** START SUPPLIED DATA **

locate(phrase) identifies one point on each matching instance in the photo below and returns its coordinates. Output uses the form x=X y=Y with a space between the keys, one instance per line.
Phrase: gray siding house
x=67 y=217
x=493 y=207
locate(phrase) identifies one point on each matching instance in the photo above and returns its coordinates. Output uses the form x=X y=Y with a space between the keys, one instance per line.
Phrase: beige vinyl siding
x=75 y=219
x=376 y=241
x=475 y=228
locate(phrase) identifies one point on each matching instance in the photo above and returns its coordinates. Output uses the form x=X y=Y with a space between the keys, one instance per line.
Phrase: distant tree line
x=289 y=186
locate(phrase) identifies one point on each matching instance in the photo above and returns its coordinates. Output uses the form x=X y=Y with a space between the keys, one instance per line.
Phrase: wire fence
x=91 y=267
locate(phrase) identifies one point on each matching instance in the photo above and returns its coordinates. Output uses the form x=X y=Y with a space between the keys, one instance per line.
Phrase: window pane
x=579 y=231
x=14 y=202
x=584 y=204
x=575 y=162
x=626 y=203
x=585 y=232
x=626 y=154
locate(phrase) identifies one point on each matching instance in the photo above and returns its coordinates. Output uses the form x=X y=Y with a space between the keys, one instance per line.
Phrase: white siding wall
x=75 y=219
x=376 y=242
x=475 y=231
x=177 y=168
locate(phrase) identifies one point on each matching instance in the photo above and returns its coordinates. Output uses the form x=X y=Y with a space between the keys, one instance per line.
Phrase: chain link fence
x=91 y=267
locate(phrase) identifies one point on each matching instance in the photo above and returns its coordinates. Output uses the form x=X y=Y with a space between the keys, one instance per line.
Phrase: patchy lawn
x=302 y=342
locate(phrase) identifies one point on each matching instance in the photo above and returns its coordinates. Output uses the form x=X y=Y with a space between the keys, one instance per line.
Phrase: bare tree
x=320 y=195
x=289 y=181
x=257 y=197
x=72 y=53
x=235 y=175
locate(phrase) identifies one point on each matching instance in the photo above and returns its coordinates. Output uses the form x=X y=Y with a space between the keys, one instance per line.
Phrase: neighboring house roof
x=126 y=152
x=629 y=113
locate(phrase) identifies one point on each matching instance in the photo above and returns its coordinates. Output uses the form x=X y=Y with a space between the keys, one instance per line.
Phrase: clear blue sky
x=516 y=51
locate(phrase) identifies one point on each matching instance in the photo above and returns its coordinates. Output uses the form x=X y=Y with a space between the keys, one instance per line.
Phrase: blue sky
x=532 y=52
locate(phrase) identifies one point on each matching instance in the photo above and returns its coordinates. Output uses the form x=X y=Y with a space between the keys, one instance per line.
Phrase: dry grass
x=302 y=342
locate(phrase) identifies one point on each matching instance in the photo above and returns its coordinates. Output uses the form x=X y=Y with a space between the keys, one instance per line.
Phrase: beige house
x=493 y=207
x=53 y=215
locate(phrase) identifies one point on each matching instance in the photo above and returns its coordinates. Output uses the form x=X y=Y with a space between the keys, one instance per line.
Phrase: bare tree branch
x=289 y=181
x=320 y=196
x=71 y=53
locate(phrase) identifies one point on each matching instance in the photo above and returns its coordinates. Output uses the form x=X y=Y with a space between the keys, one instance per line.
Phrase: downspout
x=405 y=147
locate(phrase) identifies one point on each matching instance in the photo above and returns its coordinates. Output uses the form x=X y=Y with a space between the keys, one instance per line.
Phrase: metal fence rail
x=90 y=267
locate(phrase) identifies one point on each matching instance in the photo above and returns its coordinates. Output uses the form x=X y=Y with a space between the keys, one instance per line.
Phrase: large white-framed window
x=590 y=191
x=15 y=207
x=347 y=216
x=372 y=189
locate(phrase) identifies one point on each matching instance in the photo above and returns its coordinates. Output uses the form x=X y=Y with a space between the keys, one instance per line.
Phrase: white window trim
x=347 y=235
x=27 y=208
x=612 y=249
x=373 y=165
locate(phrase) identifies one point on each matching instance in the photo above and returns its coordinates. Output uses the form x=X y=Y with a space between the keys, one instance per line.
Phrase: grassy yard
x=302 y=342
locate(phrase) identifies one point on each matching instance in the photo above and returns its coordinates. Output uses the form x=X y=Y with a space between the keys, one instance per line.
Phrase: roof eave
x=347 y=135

** END SUPPLIED DATA **
** START SUPPLIED DATA **

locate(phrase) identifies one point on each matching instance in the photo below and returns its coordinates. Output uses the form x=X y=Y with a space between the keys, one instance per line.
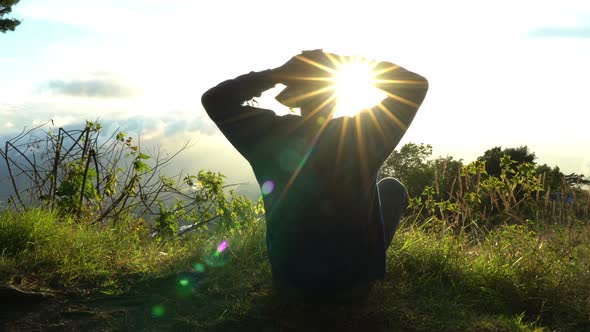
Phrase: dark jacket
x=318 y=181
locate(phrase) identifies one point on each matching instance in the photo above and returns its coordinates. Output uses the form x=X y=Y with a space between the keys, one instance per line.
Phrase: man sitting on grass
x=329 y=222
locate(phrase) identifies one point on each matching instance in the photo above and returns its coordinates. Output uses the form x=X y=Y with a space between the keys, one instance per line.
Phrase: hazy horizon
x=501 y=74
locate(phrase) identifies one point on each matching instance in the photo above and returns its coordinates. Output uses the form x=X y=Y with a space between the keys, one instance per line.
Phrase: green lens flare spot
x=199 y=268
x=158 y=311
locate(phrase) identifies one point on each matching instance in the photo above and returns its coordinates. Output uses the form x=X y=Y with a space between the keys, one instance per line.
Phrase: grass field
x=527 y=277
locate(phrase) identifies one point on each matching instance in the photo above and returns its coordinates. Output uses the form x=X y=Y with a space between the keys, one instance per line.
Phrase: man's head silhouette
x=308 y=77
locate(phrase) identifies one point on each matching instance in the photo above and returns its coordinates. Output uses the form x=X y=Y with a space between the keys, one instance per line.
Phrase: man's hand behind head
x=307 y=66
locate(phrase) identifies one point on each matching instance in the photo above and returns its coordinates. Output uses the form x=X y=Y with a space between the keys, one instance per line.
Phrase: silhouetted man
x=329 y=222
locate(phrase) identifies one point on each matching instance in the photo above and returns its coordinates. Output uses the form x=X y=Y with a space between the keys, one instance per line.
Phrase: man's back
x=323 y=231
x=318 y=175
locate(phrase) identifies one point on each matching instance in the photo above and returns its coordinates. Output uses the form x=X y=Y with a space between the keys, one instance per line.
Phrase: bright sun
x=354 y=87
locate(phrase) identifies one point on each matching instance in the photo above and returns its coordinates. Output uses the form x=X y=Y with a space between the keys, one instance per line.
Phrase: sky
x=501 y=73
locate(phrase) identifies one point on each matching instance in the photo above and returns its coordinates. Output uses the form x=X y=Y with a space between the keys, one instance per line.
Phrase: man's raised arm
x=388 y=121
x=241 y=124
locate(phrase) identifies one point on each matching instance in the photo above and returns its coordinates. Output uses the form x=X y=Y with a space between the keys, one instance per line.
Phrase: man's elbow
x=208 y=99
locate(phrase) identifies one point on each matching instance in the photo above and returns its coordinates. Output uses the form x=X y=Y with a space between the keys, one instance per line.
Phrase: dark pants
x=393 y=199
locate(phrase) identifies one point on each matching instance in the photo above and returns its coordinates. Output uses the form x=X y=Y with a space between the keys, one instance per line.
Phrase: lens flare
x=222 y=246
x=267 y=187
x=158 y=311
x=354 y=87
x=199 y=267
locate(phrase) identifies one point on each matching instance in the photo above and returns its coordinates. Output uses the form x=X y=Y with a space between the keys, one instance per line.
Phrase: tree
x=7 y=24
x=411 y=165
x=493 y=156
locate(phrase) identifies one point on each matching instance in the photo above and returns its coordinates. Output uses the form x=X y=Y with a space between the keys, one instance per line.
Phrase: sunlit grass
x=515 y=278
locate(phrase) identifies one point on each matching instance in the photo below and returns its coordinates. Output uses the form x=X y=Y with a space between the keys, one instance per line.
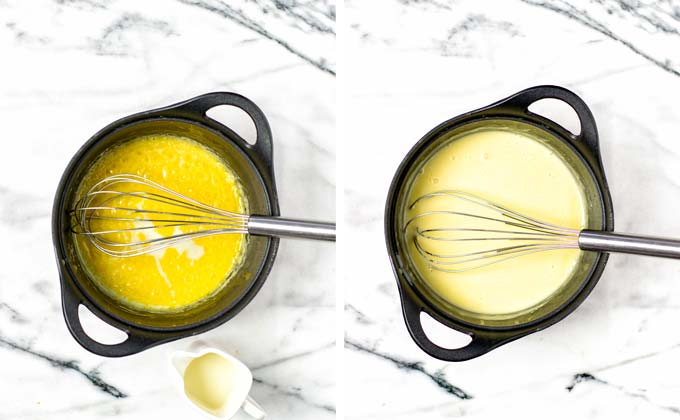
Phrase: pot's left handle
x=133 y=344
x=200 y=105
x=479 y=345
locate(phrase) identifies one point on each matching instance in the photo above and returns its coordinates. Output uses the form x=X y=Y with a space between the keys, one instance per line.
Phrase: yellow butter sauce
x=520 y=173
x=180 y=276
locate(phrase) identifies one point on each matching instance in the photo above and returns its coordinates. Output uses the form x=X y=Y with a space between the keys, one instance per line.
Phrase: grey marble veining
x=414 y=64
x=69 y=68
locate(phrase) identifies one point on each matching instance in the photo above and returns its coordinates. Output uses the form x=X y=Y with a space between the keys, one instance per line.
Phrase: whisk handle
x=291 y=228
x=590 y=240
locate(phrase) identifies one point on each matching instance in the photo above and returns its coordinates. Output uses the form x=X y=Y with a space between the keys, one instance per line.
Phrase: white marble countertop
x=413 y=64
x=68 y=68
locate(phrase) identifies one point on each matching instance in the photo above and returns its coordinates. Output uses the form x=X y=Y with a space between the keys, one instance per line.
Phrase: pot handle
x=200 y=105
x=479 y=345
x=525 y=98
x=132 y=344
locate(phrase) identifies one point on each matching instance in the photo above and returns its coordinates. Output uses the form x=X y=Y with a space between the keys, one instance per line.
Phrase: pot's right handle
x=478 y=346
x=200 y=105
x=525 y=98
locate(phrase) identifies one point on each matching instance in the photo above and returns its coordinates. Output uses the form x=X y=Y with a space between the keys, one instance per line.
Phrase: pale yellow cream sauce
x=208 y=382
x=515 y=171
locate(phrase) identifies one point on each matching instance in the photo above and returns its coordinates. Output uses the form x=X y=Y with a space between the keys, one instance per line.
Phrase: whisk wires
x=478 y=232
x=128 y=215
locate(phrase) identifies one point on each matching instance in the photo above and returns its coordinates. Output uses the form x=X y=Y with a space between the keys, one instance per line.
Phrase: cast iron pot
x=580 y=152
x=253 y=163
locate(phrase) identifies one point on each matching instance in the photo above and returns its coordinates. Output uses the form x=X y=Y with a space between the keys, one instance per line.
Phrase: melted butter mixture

** END SUPPLIED DATA **
** START SUPPLIED DATA **

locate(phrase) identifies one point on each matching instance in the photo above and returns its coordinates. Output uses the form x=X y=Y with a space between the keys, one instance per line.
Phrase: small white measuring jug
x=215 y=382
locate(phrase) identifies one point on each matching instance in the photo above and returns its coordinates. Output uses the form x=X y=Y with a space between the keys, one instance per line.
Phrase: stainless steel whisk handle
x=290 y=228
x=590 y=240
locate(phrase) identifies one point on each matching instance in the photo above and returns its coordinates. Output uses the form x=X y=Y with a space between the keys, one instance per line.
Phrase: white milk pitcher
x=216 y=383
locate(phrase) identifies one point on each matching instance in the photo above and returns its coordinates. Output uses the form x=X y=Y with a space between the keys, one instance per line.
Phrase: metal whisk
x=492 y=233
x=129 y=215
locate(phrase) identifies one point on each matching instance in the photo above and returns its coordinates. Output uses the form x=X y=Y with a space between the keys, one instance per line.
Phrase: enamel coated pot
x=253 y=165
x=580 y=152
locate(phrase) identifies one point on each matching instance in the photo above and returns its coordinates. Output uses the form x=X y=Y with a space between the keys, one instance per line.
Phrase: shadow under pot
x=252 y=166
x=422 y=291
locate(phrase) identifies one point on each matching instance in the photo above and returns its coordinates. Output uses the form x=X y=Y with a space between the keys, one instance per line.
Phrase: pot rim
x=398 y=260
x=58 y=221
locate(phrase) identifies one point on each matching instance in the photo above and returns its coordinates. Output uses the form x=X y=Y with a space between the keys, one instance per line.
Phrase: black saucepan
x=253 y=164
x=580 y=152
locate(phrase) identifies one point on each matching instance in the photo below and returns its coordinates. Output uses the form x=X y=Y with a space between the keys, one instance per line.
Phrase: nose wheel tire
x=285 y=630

** END SUPPLIED DATA **

**WHAT YOU HAVE TO DO**
Which lines of the material above contain the string "whisk", counting only matches with the same capitalization? Pull out each such line in full.

**OUTPUT FOR THIS TASK**
Phrase: whisk handle
Phrase: whisk wires
Phrase: stainless steel whisk handle
Phrase: metal whisk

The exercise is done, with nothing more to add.